Vote share of Major Politicial Parties in 2009 Elections:

Political Party % of Votes Cast
Congress 28.5%
BJP 18.8%
BSP 6.2%
CP(M) 5.3%

Percentage of Muslim Vote for Congress over Years
1996 31%
1998 33%
1999 40%
2004 37%
2009 38%

Among the few certainties of an Indian election among India’s chattering classes is the myth of an en bloc Muslim vote, which goes to whichever political party looks bending backwards from letting the BJP coming to power. So, therefore, when Mahmood Madani, general secretary of the Jamiat-e-Ulema-i-Hind, claimed recently that some Muslim voters in Gujarat had voted for Narendra Modi in the last election, that time-honored myth wobbled and crumbled.

More striking, however, is that unlike in the past, where other Muslim leaders had to face a strong backlash for any favorable comparisons of Modi, Madani seemed to get away lightly. No fatwa was issued against him. The reason, it appears, is that Maulana Madani’s statement that Muslims in Gujarat voted for Modi reflects ground realities. It is also because Muslims in Gujarat have a better recognition of Modi’s pro-development governance, which has brought economic opportunities for all Gujaratis, whether Muslims, Hindus or others.

There are, however, others who feel that rather than recognition of Modi’s developmental achievements, Madani’s statement is a reflection that the Muslim community wants a recalibrated relationship with the parties that they traditionally support. Syed Ahmed Bukhari, Shahi Imam of the Jama Masjid and someone who has been politically over-active in issuing fatwas in favor of one party or the other, with varying degrees of success, too thinks that times have changed.

“Earlier we had a generation that had seen the days of partition, and fear psychosis that was there. Now the new generation feels that just physical security is not enough; we need jobs, opportunities, just like every other deprived section,” says Bukhari. The demand for reservations in government jobs, as recommended by the Ranganath Mishra Commission report, is the new demand from the community. “Earlier our politics was confined to the thana, whoever could offer us physical protection from riots and police harassment got our vote; now the demands are different,” he adds.

Ghulam Mohammed Vastanvi, who lost his job as rector of the second biggest Islamic seminary in the world, the Darul Uloom Deoband, for even hinting that Modi’s development politics could be emulated, says that an aspirational middle class is developing among the Muslims, and it too wants the same opportunities available to other sections of society.

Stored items
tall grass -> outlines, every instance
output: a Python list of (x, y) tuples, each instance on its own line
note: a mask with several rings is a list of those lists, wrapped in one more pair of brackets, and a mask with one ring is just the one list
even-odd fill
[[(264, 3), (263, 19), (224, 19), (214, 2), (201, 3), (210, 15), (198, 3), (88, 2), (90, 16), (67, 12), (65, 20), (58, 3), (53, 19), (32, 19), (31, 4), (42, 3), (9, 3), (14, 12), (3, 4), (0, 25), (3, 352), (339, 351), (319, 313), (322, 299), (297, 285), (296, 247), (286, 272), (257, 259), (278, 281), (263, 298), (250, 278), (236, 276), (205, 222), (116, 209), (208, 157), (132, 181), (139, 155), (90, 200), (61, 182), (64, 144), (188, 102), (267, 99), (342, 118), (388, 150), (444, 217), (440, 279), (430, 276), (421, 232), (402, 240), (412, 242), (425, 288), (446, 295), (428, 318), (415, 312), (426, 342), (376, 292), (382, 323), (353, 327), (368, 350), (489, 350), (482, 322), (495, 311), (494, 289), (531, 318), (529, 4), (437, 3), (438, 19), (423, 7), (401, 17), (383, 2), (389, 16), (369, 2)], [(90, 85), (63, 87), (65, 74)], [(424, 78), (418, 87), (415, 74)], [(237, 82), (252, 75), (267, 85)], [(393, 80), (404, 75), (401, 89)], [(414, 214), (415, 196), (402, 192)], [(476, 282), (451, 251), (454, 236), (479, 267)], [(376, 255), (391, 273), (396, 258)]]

_Problem details_
From the table of 2009 vote shares in the article on Muslim voting patterns, list every political party named along with its percentage of votes cast.

_Task solution_
Congress: 28.5%
BJP: 18.8%
BSP: 6.2%
CP(M): 5.3%